A simple bunion is an abnormal bump of bone that is formed at the head of our old friend, the first metatarsal bone. The bunion can either be on the top or side of the first metatarsal bone. In a more advanced bunion deformity, called Hallux Abducto Valgus, there starts to be a movement of the big toe toward the second toe. The most severe bunion is when the first toe not only moves toward the second toe, but it overlaps or underlaps the second toe. Bunions can cause swelling of the feet to occur.
Bunions tend to run in families, although it is the faulty foot mechanics that lead to bunions that are inherited, not the bunions themselves. Some authorities, in fact, suggest that the most significant factor in bunion formation is the poor foot mechanics passed down through families. However, the American Orthopaedic Foot and Ankle Society estimates that women have bunions nine times more often than men, that 88 percent of women in the United States wear shoes that are too small, and that 55 percent of women have bunions. Again, this reflects the wearing of shoes with tight, pointed toes, or with high heels that shift all of your body's weight onto your toes and also jam your toes into your shoes' toe boxes. It should be noted that it generally takes years of continued stress on the toes for bunions to develop.

• [Actions to take]:
- 1) Answer each question using the passage on bunions.
(a) What is the more advanced bunion deformity called?
(b) According to the American Orthopaedic Foot and Ankle Society estimate, what percentage of women in the United States wear shoes that are too small?
(c) What is inherited in families, as opposed to the bunions themselves?
- 2) For each statement, decide whether it agrees with the passage on bunions. Answer yes or no, and quote the words from the passage that decide it.
(a) Bunions themselves are passed down in families.
(b) A bunion can form on the top of the first metatarsal bone.
(c) Bunions usually develop after only a few weeks of stress on the toes.
The records come from a source other than the passage on bunions.

• [Records]:

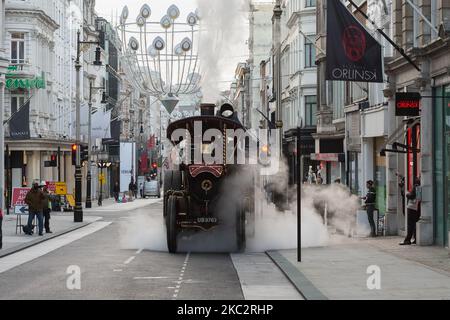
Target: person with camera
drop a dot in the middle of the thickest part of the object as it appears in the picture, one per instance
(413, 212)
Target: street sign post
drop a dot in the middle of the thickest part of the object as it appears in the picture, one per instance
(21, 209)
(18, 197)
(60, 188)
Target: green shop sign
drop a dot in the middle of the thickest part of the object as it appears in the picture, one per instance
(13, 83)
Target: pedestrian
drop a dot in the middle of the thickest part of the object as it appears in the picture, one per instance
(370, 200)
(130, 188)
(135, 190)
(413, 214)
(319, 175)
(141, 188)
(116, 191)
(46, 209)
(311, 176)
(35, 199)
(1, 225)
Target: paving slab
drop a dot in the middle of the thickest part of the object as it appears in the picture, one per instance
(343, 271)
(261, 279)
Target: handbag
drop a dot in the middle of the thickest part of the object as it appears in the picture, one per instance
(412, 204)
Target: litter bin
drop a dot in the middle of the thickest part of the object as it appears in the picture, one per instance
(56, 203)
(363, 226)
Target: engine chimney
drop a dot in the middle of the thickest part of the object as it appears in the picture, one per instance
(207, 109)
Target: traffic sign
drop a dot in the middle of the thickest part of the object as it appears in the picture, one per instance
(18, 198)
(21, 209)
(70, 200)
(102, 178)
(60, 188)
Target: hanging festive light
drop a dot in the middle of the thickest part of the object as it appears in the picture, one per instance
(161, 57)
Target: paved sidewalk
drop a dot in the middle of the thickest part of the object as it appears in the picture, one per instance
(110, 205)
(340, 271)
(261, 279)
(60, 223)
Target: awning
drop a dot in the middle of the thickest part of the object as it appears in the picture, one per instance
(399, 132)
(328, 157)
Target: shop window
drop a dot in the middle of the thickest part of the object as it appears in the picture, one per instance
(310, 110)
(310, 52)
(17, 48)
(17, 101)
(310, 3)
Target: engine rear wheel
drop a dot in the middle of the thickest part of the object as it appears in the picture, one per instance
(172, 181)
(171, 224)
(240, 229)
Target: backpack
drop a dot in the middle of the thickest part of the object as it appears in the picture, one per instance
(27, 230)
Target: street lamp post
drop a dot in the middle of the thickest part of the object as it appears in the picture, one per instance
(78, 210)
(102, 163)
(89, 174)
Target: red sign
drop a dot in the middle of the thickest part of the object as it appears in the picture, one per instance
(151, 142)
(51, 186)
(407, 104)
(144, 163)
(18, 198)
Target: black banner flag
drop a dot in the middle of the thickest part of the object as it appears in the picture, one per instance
==
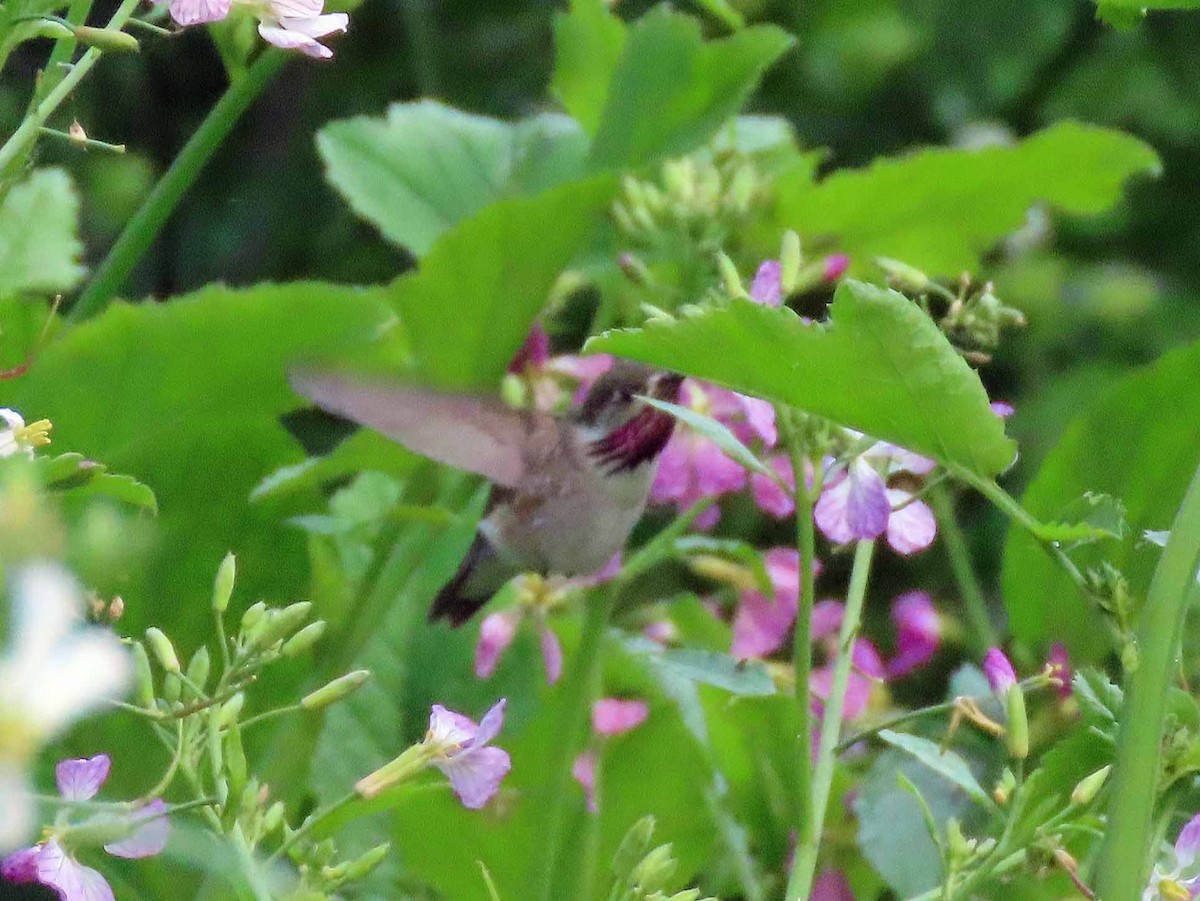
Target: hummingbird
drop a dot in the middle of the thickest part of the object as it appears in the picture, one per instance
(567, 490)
...
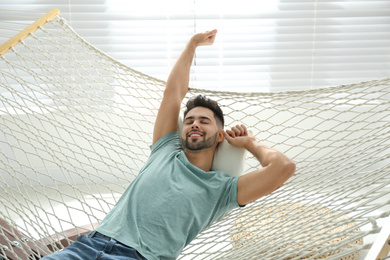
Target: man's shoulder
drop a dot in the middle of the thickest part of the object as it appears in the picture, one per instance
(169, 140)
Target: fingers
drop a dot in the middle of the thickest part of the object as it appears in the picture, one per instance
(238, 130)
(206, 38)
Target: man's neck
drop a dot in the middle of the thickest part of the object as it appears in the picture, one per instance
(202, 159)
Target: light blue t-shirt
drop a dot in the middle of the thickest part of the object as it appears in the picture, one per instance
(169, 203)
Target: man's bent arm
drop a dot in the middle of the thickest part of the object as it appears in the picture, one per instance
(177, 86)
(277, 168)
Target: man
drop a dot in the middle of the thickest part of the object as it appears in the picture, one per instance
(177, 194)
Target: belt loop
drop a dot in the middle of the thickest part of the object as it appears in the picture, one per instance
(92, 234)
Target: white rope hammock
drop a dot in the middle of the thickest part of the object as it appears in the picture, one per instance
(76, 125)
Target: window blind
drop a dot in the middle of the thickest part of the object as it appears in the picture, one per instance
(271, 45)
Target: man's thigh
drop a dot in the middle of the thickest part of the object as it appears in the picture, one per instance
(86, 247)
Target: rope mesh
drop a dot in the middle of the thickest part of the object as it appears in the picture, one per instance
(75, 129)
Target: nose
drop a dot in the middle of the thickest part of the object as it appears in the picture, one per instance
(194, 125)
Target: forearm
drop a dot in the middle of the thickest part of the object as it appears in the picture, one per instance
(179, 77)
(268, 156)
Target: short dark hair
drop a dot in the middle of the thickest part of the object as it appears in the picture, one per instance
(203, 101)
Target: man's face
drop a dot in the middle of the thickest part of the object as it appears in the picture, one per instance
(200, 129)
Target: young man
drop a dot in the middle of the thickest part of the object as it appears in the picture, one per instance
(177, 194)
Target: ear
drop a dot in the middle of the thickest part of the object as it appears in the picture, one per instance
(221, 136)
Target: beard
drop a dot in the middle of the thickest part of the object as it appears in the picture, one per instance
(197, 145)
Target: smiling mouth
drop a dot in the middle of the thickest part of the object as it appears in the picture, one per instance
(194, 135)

• [Solutions for each task]:
- 1)
(a) Hallux Abducto Valgus
(b) 88 percent
(c) The faulty foot mechanics that lead to bunions

- 2)
(a) No: "it is the faulty foot mechanics that lead to bunions that are inherited, not the bunions themselves."
(b) Yes: "The bunion can either be on the top or side of the first metatarsal bone."
(c) No: "it generally takes years of continued stress on the toes for bunions to develop."